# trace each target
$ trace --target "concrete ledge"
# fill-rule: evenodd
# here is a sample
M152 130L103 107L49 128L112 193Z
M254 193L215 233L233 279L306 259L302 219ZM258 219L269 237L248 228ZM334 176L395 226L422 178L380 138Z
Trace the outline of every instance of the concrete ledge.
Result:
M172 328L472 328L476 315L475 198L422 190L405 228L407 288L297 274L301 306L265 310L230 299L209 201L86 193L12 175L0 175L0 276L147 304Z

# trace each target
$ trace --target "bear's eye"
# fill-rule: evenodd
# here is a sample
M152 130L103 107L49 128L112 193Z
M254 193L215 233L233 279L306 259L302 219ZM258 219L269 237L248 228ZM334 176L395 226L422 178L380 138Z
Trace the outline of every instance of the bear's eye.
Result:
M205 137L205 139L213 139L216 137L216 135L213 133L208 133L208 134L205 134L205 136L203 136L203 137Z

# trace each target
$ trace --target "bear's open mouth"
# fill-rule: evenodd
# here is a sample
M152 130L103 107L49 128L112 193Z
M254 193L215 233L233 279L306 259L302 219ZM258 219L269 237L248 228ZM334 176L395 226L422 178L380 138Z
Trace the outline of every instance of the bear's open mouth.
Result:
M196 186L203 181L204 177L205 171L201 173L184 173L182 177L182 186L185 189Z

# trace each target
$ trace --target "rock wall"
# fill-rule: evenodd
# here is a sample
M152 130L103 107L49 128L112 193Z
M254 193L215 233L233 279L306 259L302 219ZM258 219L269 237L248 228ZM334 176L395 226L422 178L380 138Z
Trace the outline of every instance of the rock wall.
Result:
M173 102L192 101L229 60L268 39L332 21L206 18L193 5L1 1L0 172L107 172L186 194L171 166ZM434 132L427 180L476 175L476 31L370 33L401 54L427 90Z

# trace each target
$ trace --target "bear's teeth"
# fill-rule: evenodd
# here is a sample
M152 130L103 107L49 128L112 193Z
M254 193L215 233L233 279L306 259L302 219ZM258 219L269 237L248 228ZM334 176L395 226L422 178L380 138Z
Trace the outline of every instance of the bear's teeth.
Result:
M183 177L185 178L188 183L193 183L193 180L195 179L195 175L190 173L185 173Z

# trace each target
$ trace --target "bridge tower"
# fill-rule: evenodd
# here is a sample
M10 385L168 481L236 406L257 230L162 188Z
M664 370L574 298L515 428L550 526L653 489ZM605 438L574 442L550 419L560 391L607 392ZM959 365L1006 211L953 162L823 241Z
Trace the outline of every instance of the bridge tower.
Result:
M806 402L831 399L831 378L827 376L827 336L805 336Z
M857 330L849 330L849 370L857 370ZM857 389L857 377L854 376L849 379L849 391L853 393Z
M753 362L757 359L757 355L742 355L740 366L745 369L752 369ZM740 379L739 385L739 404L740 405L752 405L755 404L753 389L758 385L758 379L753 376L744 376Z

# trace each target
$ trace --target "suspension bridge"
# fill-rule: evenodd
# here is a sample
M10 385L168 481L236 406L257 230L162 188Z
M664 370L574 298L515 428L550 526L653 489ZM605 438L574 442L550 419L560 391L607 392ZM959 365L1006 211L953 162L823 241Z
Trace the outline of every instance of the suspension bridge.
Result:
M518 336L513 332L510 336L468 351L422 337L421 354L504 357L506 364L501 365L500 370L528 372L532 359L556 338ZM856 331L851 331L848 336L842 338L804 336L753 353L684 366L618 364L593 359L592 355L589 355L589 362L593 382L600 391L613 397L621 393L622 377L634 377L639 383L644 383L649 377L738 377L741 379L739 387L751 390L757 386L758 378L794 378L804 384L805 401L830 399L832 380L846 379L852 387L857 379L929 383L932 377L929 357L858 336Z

==============================

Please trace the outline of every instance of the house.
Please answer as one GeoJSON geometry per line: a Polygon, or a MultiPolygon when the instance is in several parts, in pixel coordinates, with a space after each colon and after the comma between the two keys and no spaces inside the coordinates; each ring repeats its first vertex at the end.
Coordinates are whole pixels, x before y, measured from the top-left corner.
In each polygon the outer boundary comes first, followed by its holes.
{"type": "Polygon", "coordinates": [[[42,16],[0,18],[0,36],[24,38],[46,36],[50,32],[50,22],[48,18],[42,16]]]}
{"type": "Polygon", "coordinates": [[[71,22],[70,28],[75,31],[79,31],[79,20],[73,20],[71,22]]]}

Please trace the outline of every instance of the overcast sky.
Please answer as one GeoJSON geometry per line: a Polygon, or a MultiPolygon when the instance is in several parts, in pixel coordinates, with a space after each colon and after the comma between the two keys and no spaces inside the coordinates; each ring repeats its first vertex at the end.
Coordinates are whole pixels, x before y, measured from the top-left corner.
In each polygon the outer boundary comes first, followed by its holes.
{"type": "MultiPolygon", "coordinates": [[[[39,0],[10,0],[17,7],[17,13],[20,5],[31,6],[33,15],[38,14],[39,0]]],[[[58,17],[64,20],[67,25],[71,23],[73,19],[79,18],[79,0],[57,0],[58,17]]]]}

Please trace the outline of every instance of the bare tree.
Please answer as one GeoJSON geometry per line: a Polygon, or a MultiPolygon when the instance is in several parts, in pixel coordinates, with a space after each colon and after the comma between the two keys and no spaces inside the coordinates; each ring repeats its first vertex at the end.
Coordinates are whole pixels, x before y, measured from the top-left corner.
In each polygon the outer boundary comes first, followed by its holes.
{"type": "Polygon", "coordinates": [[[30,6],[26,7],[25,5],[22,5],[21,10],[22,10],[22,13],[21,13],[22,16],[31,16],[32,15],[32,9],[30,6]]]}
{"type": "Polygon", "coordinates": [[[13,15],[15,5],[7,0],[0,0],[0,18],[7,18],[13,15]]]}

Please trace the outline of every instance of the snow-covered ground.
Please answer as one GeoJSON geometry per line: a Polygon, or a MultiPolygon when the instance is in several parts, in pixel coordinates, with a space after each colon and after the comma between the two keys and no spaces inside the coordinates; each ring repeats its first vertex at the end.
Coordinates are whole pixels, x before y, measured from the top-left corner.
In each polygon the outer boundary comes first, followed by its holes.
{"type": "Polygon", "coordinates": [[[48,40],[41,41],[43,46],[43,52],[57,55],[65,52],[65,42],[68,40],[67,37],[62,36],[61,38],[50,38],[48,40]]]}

==============================

_WRITTEN TASK_. Pull out every line of the listing above that contains the word "rock". Case counts.

_ANSWER_.
$ trace --target "rock wall"
Trace the outline of every instance of the rock wall.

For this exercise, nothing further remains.